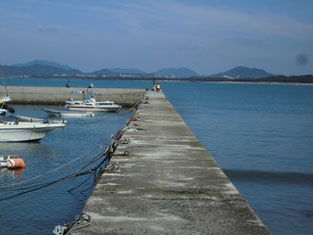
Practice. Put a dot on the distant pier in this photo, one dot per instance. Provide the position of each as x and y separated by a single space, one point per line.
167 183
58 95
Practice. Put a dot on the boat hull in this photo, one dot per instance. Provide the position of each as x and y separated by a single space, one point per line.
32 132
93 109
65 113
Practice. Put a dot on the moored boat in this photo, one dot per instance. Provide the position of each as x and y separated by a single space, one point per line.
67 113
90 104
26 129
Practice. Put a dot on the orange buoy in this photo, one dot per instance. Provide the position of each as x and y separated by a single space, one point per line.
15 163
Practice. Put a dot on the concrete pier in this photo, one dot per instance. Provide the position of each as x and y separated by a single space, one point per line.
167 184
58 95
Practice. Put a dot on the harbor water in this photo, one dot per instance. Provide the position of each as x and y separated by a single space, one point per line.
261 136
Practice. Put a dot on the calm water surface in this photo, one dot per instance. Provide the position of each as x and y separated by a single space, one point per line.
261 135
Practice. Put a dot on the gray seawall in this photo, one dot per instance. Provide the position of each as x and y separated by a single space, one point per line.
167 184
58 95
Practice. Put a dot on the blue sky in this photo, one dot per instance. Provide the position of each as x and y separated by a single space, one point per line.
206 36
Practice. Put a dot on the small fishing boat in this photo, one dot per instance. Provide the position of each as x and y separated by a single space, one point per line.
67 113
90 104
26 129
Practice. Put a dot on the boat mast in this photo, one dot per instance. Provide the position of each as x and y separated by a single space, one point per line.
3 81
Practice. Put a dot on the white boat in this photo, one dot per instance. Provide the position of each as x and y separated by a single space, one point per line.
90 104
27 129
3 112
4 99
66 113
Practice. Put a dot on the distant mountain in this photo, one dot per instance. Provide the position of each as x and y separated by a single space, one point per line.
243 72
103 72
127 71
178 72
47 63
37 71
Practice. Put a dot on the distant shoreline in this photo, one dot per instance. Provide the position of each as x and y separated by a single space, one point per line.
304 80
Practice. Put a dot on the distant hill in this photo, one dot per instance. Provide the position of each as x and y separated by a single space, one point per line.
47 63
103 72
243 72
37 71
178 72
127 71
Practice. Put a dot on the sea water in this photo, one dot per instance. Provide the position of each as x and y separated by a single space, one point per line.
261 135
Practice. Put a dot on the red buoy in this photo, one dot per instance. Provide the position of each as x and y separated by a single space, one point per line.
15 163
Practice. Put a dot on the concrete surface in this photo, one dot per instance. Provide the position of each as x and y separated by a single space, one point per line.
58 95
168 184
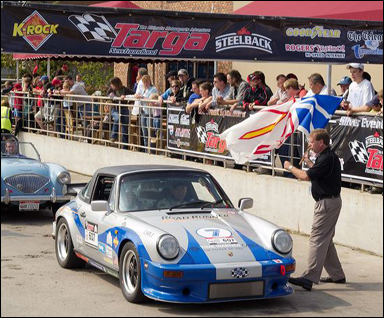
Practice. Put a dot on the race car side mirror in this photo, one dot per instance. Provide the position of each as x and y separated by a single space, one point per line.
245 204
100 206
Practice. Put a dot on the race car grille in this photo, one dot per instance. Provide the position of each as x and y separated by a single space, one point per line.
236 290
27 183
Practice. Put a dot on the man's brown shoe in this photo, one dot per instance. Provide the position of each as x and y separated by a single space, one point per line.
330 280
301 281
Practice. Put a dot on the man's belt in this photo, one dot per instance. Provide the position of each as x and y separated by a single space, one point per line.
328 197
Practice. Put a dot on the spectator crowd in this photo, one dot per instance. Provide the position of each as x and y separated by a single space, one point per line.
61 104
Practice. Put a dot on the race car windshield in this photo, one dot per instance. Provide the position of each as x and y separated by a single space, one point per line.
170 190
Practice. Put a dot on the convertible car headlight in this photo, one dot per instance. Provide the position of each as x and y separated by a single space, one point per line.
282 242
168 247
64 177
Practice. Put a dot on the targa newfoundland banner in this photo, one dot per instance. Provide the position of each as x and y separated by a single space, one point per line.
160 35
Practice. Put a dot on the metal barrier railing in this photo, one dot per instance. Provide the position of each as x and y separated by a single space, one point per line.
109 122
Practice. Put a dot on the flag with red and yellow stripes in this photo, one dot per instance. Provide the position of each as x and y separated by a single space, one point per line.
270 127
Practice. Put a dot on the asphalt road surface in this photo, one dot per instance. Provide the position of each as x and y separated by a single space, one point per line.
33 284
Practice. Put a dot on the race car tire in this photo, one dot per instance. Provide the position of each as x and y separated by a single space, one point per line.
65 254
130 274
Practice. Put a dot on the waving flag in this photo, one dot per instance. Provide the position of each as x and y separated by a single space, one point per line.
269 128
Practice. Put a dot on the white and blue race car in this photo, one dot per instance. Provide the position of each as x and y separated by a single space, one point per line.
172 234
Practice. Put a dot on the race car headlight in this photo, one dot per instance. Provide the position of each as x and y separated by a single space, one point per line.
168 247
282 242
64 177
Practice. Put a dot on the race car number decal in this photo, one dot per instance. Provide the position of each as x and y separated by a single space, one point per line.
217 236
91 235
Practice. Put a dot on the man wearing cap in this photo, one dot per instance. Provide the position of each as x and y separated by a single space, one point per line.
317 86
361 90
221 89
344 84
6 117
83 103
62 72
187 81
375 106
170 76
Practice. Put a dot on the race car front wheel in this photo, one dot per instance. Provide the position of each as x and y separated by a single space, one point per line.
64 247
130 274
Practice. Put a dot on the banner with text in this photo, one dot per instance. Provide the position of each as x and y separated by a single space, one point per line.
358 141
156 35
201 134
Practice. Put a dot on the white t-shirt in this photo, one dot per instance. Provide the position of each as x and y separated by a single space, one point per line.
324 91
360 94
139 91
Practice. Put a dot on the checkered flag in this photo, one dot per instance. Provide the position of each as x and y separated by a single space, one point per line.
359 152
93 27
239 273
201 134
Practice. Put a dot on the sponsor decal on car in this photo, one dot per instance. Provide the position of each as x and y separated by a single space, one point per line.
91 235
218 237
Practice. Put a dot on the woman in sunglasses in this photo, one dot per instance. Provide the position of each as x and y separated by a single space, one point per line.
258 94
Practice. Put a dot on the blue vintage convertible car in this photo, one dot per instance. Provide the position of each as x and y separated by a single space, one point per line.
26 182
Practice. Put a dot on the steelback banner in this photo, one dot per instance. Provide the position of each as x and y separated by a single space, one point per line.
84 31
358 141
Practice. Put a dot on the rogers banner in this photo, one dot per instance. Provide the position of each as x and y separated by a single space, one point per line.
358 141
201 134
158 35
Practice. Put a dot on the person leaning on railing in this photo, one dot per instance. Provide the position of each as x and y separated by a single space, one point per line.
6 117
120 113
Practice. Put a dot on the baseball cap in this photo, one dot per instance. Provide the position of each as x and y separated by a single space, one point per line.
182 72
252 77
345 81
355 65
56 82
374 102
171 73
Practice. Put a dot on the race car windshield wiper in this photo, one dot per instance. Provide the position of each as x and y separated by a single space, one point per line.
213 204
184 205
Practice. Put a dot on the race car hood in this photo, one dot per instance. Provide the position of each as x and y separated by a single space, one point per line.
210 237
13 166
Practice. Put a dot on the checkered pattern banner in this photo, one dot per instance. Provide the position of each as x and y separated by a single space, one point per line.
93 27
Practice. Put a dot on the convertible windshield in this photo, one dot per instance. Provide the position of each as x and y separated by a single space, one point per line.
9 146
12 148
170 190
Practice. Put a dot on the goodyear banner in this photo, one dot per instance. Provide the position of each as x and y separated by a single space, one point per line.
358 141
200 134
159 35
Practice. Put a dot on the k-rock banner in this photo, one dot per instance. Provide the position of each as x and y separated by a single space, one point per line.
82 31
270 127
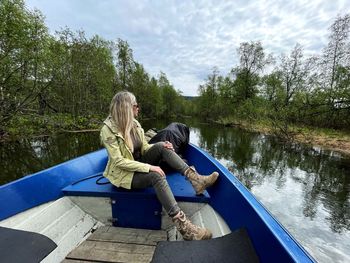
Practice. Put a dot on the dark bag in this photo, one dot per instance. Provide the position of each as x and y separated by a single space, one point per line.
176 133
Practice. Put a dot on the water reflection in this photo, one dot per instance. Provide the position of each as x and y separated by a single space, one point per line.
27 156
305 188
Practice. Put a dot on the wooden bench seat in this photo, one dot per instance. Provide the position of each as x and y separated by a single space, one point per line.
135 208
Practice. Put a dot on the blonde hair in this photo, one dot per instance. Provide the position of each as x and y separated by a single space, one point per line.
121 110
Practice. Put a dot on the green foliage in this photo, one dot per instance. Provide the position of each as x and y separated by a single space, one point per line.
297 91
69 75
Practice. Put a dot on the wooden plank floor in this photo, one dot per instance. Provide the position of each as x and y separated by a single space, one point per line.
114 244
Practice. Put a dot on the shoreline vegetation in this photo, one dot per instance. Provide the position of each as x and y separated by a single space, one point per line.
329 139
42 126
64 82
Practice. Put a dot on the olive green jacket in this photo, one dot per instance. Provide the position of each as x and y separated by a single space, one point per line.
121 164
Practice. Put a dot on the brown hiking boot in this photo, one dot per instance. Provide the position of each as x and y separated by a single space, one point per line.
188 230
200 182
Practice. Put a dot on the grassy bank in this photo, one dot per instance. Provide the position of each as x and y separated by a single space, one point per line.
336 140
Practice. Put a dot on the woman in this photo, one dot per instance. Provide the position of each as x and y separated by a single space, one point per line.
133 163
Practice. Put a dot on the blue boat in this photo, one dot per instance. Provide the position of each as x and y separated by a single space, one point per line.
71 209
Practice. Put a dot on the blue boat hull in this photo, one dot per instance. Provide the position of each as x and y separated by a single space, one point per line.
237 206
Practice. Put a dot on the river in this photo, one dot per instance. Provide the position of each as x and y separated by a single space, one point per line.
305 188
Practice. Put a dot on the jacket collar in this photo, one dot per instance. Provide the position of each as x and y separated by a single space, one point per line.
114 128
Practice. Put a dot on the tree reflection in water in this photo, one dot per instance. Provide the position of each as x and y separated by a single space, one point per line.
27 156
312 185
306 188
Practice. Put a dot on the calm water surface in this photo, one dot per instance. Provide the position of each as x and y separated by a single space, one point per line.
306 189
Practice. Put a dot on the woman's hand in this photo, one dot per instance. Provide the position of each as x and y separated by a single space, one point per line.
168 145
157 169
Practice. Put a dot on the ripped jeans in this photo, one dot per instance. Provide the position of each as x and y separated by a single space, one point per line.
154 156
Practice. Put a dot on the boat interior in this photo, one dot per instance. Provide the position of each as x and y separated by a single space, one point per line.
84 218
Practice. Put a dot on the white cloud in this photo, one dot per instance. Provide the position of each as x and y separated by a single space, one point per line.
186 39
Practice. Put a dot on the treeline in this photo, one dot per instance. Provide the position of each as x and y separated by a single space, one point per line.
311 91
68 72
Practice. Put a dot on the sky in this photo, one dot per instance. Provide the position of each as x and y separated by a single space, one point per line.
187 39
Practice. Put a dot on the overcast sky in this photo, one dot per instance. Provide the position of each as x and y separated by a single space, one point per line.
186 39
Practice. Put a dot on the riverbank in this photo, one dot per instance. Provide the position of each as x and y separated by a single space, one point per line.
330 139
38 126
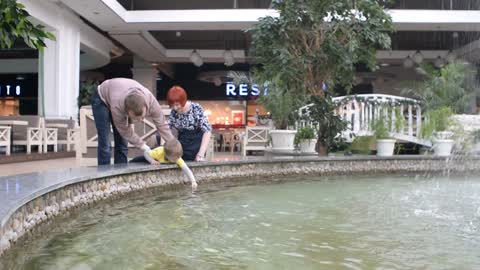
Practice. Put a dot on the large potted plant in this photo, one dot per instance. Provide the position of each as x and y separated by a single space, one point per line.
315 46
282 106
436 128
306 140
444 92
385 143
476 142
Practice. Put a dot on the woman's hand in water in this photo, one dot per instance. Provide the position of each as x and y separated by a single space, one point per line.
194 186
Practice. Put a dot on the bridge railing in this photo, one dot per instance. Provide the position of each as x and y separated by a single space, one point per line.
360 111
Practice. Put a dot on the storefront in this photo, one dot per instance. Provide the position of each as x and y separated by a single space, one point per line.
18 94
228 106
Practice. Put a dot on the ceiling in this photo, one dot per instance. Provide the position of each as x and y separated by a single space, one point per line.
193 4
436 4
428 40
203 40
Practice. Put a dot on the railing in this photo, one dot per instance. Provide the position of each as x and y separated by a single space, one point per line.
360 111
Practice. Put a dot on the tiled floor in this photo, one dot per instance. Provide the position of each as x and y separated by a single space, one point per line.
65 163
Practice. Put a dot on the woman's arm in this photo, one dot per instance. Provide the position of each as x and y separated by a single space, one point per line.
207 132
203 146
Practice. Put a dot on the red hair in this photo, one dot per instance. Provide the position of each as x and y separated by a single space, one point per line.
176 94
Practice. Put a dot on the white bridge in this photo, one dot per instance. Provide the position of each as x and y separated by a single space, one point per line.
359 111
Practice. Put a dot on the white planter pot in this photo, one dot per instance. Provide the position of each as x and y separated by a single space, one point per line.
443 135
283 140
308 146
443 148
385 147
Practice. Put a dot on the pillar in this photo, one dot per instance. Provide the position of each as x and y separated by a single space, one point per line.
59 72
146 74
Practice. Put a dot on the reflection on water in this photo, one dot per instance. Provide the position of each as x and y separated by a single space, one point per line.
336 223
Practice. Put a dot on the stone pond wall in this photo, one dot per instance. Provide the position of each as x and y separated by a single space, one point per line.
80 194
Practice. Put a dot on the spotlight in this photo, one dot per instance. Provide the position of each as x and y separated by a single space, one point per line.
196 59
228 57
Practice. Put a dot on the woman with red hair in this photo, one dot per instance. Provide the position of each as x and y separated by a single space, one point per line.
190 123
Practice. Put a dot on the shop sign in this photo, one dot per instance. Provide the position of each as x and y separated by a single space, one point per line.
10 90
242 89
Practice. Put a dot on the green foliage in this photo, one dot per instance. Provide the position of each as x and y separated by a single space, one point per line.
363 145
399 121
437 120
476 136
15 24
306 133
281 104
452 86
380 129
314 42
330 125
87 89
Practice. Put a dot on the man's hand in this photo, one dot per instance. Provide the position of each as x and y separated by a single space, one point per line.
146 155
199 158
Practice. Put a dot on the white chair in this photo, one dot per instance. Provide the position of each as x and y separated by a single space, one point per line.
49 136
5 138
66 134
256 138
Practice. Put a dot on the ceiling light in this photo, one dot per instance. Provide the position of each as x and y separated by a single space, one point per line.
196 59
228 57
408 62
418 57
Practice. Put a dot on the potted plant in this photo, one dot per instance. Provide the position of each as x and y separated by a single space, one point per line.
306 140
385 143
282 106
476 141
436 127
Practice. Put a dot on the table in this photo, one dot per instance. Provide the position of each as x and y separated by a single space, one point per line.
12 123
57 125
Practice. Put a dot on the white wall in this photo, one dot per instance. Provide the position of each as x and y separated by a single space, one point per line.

What to produce -
Your answer should be the line with "Practice. Put a dot on the white chair" and all lines after it in the listing above, repeated exactly. No other lines belong.

Answer for this exercise -
Practice. Put a dot on the white chair in this photo, one dot per instance. Provide the position of each as x and y separated by a single space, one point per line.
49 136
5 138
66 134
256 138
Practice. Put a dot on the ceiling light in this photo, one dot per instance. Provide the position of each as x and y separated by a single space, one point per line.
196 59
228 57
408 62
418 57
Practice. Put a dot on the potted plant in this photo, one dot per instance. Provide the position of each as x and y separated by a single space, one point per line.
306 140
385 143
282 106
476 141
436 127
Practice. Put a dot on the table in this photo, one dot per instance. Provide the position of each as x and y separated by a single space, one point per line.
12 123
57 125
Practice. Put a dot on the white wall in this photo, one dot per instance. Provide the position of each as x and y separated by a single space, one point per line.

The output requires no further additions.